==== SUPPLIED DATA
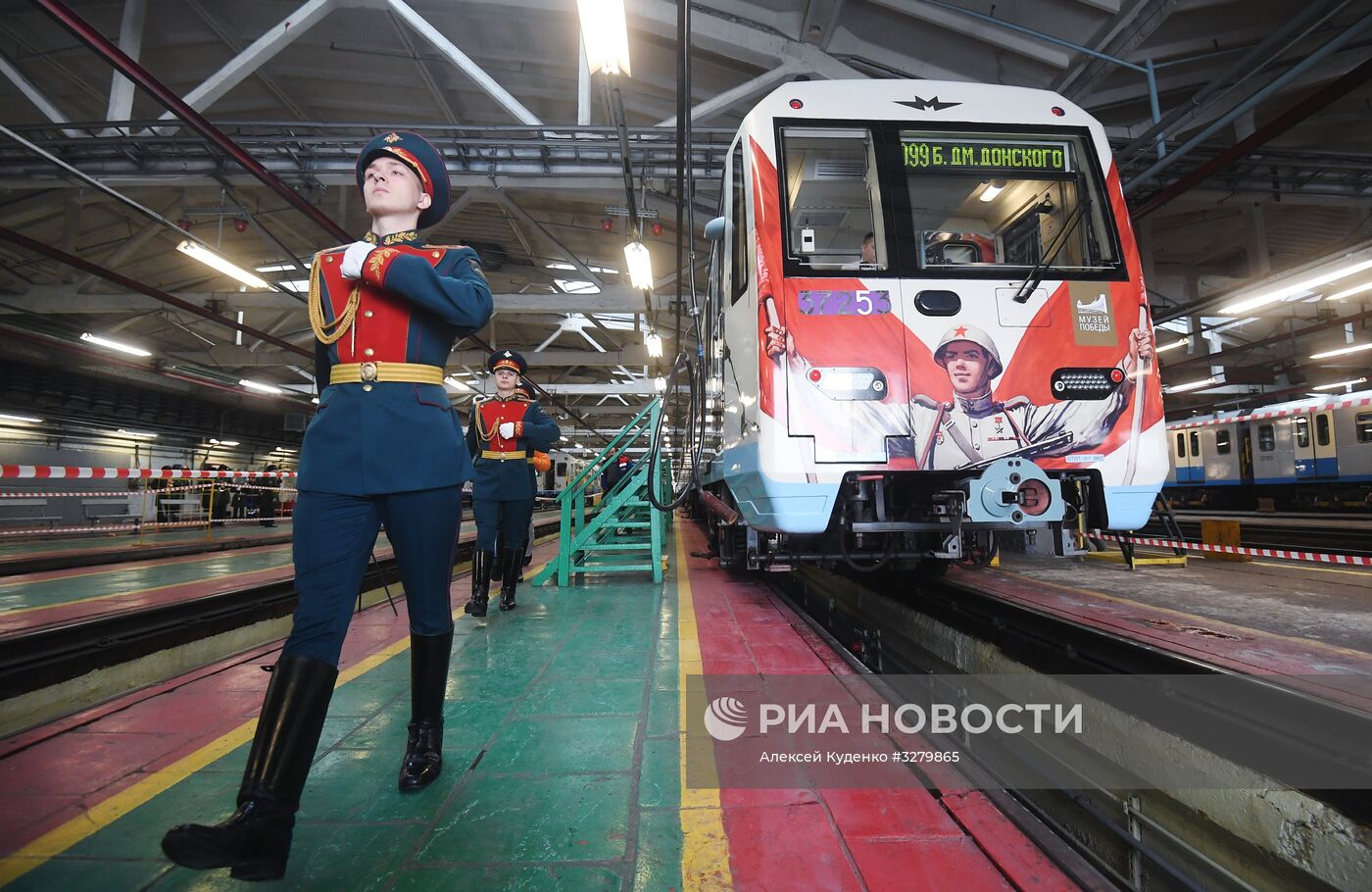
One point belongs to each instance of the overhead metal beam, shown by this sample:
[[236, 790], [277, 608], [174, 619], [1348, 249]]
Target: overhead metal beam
[[260, 51], [744, 92], [62, 299], [463, 62], [34, 95], [130, 41], [977, 29]]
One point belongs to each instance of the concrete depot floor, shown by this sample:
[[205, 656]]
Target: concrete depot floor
[[1300, 600]]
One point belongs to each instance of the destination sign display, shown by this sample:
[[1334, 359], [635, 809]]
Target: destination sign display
[[956, 155]]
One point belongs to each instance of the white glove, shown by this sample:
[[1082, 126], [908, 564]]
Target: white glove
[[353, 260]]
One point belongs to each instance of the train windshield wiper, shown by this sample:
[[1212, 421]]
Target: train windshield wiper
[[1059, 242]]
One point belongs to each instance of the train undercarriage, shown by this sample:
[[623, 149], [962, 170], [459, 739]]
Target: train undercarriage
[[919, 521]]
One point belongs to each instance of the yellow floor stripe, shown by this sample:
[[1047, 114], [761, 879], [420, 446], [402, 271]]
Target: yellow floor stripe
[[704, 843], [106, 813]]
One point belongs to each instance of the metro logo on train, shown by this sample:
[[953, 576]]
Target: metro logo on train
[[1011, 338]]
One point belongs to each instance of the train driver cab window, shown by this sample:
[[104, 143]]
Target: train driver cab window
[[833, 199], [1302, 431], [995, 201], [740, 260]]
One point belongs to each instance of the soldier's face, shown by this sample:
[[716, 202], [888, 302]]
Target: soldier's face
[[390, 187], [967, 366]]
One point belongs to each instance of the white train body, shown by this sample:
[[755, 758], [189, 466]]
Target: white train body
[[963, 189]]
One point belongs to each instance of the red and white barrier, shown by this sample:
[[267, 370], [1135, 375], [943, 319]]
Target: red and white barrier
[[1351, 560], [68, 472]]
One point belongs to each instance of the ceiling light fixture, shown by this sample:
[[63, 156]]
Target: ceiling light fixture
[[114, 345], [221, 264], [1290, 291]]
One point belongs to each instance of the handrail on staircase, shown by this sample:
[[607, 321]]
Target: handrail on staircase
[[610, 455]]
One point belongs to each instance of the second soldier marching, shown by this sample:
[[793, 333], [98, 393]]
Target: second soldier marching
[[503, 434]]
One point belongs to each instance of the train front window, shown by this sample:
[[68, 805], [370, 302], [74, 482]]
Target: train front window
[[992, 201], [833, 199]]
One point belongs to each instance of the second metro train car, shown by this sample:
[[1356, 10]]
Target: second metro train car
[[926, 322], [1303, 455]]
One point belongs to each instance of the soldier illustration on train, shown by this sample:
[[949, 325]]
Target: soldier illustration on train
[[976, 427]]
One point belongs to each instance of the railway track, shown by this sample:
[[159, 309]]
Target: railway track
[[1307, 532], [58, 654], [1134, 839]]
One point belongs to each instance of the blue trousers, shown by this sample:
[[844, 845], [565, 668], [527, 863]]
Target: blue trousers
[[332, 546], [507, 521]]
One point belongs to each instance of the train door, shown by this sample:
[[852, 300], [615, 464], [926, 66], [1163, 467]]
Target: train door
[[1302, 442], [1326, 456], [1196, 459], [848, 388]]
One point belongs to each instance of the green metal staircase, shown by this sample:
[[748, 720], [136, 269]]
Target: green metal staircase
[[626, 534]]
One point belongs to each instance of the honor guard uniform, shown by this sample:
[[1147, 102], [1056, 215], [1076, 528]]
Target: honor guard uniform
[[503, 434], [384, 448], [538, 463]]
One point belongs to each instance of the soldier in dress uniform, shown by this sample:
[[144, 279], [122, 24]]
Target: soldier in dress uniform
[[538, 463], [384, 446], [503, 434], [974, 425]]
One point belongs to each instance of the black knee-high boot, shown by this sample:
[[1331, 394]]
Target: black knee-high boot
[[480, 583], [257, 839], [428, 682], [510, 579]]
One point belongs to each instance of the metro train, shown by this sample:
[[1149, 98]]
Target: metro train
[[926, 322], [1303, 455]]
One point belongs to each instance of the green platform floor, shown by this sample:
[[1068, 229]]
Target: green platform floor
[[562, 768]]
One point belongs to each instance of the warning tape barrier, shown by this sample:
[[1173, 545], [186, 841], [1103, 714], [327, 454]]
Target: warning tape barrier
[[174, 490], [68, 472], [1351, 560], [133, 527]]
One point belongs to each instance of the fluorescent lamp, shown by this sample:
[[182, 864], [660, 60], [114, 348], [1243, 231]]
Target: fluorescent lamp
[[640, 265], [1341, 352], [1180, 388], [606, 36], [260, 387], [1287, 291], [1357, 380], [221, 264], [114, 345], [1350, 292]]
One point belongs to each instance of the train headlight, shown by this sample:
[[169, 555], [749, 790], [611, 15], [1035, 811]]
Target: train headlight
[[848, 383]]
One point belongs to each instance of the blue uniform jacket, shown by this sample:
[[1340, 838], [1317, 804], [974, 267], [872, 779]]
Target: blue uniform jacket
[[510, 480], [415, 302]]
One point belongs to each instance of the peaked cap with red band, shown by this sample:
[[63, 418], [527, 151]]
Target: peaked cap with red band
[[418, 155], [507, 360]]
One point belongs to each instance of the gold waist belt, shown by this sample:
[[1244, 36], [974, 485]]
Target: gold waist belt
[[487, 453], [401, 372]]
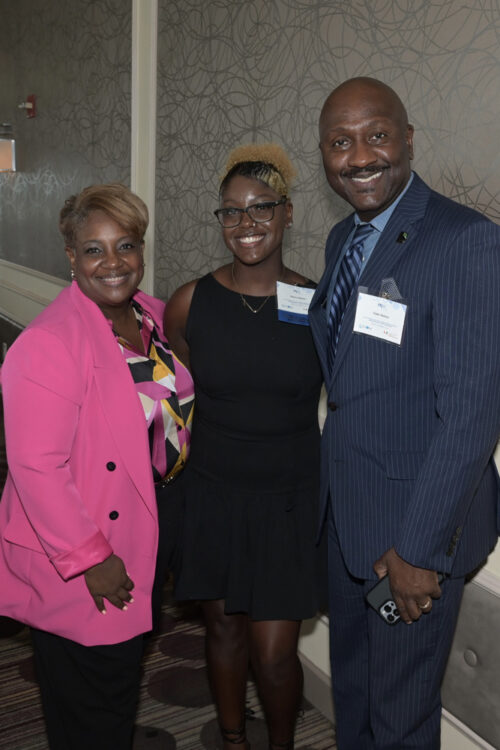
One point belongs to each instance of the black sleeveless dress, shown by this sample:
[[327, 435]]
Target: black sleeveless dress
[[252, 478]]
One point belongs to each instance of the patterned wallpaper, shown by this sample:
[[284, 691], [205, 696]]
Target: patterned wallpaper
[[76, 57], [232, 72]]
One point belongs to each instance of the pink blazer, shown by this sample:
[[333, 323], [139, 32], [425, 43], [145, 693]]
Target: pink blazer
[[80, 482]]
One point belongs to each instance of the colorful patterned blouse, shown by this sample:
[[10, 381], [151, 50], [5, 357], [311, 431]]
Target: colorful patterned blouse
[[166, 391]]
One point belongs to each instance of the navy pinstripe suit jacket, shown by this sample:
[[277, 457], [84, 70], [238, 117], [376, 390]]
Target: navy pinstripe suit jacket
[[407, 454]]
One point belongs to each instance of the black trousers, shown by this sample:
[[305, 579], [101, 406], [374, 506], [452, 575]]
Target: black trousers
[[89, 693], [170, 502]]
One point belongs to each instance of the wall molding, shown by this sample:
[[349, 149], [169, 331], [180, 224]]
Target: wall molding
[[25, 292], [143, 126]]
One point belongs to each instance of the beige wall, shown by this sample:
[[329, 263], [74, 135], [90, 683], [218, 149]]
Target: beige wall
[[232, 72]]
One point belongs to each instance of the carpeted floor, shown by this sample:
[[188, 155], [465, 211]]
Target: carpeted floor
[[175, 710]]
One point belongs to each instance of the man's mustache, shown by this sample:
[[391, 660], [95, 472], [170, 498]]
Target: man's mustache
[[364, 171]]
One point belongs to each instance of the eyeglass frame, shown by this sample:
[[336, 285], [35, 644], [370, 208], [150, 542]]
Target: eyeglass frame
[[241, 211]]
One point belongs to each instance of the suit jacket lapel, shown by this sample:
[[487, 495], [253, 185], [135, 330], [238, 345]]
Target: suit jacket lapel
[[385, 256], [119, 399]]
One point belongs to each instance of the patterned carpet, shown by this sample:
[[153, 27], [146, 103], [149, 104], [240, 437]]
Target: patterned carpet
[[175, 710]]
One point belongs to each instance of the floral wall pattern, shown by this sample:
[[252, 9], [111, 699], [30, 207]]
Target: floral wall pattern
[[232, 72], [76, 57]]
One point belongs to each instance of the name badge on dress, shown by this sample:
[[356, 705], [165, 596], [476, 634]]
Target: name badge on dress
[[380, 317], [293, 303]]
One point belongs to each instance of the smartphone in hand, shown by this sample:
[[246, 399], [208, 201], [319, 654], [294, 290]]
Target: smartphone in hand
[[381, 599]]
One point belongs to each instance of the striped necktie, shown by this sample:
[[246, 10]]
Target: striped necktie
[[347, 278]]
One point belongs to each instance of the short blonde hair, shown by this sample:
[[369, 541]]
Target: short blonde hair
[[266, 162], [114, 199]]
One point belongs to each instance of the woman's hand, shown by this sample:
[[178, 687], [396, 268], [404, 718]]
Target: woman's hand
[[109, 580]]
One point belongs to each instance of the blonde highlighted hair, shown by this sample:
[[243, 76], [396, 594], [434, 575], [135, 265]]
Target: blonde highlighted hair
[[266, 162], [113, 199]]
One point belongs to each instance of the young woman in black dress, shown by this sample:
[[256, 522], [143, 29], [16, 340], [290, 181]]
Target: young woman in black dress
[[248, 547]]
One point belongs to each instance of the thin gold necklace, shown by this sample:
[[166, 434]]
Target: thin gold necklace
[[245, 303]]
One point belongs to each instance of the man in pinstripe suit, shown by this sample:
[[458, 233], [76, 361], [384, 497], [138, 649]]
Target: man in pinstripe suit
[[409, 485]]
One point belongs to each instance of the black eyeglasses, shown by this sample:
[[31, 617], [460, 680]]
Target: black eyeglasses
[[258, 212]]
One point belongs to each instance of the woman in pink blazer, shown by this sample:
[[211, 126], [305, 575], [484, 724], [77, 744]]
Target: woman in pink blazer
[[97, 419]]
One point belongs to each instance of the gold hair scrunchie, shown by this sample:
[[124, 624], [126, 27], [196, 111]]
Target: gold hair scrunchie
[[281, 171]]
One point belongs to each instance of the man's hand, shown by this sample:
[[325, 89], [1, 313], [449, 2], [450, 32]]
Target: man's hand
[[413, 588], [109, 580]]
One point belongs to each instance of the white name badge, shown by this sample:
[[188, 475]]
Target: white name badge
[[380, 317], [293, 303]]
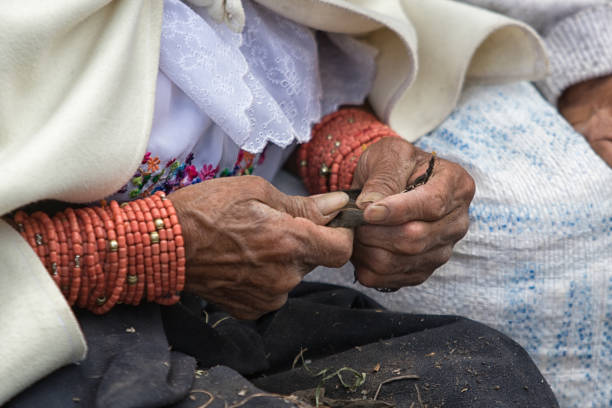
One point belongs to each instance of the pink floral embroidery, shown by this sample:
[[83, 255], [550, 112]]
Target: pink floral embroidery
[[175, 174]]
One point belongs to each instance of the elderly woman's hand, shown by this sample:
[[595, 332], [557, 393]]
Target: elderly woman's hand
[[587, 106], [247, 244], [413, 232]]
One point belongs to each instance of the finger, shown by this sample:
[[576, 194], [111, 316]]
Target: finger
[[375, 267], [416, 237], [384, 170], [429, 202], [319, 209], [320, 245], [245, 304]]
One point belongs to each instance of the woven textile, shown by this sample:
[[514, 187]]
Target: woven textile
========
▶ _TRY IT_: Lines containing the word "woven" must be found in the data above and copied.

▶ _REPLY_:
One point belongs to each instance of the woven textile, shown by this sample:
Target: woven textile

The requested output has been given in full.